DIRECTIONS →
Look for "x=289, y=63" in the listing below, then copy exactly the line it appears in and all lines after it to the end, and nothing more.
%%
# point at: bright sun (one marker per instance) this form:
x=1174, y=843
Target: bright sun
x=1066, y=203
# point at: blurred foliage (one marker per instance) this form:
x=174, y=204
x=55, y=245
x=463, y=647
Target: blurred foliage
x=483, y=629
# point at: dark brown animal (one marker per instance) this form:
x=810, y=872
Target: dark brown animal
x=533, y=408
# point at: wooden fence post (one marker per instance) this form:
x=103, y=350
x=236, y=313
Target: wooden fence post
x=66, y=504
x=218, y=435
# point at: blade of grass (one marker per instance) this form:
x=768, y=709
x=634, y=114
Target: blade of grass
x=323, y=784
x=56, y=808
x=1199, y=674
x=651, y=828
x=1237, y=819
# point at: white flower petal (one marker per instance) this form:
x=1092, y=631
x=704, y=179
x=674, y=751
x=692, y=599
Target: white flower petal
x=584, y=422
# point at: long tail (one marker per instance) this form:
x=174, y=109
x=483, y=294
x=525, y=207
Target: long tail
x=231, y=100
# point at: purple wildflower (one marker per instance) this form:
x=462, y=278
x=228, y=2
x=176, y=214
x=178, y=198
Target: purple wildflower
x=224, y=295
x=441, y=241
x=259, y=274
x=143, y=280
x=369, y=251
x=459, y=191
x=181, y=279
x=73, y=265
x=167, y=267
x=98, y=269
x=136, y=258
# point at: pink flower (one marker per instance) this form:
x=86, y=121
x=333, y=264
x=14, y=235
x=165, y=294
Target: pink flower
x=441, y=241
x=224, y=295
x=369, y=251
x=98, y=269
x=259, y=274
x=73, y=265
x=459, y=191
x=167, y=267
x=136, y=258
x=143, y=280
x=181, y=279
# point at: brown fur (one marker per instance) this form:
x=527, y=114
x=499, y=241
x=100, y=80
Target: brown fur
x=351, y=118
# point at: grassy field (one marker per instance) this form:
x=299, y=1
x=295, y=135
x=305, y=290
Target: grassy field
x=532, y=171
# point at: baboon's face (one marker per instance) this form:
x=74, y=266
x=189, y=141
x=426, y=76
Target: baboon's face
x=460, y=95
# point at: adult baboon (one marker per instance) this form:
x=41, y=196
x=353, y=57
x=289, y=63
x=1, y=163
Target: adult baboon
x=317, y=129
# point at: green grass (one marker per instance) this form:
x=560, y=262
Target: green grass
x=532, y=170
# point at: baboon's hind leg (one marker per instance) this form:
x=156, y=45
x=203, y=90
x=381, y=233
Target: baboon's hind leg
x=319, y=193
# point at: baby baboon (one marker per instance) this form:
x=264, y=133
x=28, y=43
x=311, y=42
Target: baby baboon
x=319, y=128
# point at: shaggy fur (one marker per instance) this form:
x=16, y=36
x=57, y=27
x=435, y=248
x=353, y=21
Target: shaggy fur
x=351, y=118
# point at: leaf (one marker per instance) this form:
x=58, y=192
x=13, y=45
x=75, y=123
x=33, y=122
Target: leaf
%%
TASK OUTPUT →
x=289, y=63
x=1, y=163
Target: adult baboon
x=317, y=129
# point at: green grass (one marker per instance) this form:
x=560, y=262
Target: green grass
x=532, y=170
# point at: baboon's hind leg (one marker per instance) this form:
x=156, y=45
x=203, y=90
x=381, y=233
Target: baboon's hind leg
x=319, y=193
# point at: baby baboon (one marker per instance) this form:
x=264, y=133
x=28, y=43
x=311, y=42
Target: baby baboon
x=319, y=128
# point at: shaggy fur (one marker per instance) this form:
x=16, y=36
x=57, y=27
x=435, y=248
x=353, y=21
Target: shaggy fur
x=351, y=118
# point at: leaf (one marker per instance) this form:
x=58, y=192
x=13, y=45
x=75, y=123
x=33, y=122
Target: leaf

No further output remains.